▶ **Required action**: From the biotin text below, pull out word for word the part that opens with "High intakes of biotin may occur" and closes with "patient's clinical presentation.".

*** Opening Study text ***

Biotin is available as 1mg, 3mg, 5 mg and 10 mg oral capsules or tablets. The recommended dosage for biotinidase deficiency is 5-20mg per day. Biotin is also available in supplements containing combinations of other B vitamins or multivitamins. The dosage of biotin in these supplements are often much higher than the recommended adequate intakes. However, toxicity from biotin even when taken in high dosage (up to 200 mg/day) has not been reported. However high intakes of biotin may be associated with clinically important interference with certain lab tests leading to inappropriate medical care.[1, 12]

FDA Biotin Safety Alert November 2017

High intakes of biotin may occur in individuals taking biotin supplements and this may lead to interference with certain diagnostic assays. False negative, as well as false positive results, have been reported for thyroid hormone, TSH, and serum troponin. The FDA is advising health care providers to ask patients if they are on biotin containing supplements and to consider biotin interference as a possible source of error if test results do not correlate with the patient's clinical presentation.

*** Closing Study text ***
*** Opening Information shown ***

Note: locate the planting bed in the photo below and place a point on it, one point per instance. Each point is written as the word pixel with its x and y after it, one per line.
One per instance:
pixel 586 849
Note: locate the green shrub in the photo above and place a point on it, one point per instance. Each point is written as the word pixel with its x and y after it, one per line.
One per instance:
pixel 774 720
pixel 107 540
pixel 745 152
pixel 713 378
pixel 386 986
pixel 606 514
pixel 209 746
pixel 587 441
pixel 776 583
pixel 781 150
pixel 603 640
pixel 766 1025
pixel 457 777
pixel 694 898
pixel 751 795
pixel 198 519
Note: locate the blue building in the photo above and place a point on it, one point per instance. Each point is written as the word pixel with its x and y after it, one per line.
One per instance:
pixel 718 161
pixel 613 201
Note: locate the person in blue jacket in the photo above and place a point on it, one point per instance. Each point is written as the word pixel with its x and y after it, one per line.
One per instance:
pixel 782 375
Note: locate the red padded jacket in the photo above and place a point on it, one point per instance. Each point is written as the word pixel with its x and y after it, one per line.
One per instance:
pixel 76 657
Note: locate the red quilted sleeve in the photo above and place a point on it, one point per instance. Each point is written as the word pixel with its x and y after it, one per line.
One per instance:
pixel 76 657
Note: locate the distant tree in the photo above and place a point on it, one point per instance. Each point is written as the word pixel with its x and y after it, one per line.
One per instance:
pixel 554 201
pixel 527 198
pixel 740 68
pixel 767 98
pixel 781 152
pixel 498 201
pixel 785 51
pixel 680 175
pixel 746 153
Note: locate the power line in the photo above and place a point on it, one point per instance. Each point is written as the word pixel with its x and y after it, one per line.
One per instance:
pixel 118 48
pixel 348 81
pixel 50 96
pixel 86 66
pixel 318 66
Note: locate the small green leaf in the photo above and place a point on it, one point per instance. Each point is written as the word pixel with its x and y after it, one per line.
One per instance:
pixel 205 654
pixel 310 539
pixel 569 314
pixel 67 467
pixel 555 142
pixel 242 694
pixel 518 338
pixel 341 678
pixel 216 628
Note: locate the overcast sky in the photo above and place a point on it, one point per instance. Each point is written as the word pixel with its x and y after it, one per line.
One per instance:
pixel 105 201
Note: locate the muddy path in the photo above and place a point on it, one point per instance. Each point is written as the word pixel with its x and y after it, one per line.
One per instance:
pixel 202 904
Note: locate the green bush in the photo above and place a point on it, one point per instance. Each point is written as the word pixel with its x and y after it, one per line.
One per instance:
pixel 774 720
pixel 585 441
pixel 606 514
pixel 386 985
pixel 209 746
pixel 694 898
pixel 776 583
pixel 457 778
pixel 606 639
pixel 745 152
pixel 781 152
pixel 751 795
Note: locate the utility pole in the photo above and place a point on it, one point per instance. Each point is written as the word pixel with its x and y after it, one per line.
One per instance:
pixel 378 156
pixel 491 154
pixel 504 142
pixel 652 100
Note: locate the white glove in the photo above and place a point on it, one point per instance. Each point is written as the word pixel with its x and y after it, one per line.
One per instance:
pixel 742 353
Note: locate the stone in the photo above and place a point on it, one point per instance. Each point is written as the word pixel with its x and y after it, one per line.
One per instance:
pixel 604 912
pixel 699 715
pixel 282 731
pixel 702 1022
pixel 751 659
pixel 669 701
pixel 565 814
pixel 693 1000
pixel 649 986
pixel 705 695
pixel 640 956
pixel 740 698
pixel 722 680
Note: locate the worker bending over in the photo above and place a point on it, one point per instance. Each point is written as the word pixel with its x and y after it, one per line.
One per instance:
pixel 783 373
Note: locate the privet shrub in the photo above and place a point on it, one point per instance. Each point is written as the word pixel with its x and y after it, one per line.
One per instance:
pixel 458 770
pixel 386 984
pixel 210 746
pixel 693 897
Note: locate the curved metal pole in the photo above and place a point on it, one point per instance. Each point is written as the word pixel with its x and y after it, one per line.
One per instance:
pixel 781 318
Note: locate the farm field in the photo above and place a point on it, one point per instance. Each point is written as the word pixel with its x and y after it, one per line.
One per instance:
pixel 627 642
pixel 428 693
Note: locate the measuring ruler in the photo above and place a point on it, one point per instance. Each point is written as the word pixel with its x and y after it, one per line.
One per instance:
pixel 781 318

*** Closing Information shown ***

▶ **Completed task**:
High intakes of biotin may occur in individuals taking biotin supplements and this may lead to interference with certain diagnostic assays. False negative, as well as false positive results, have been reported for thyroid hormone, TSH, and serum troponin. The FDA is advising health care providers to ask patients if they are on biotin containing supplements and to consider biotin interference as a possible source of error if test results do not correlate with the patient's clinical presentation.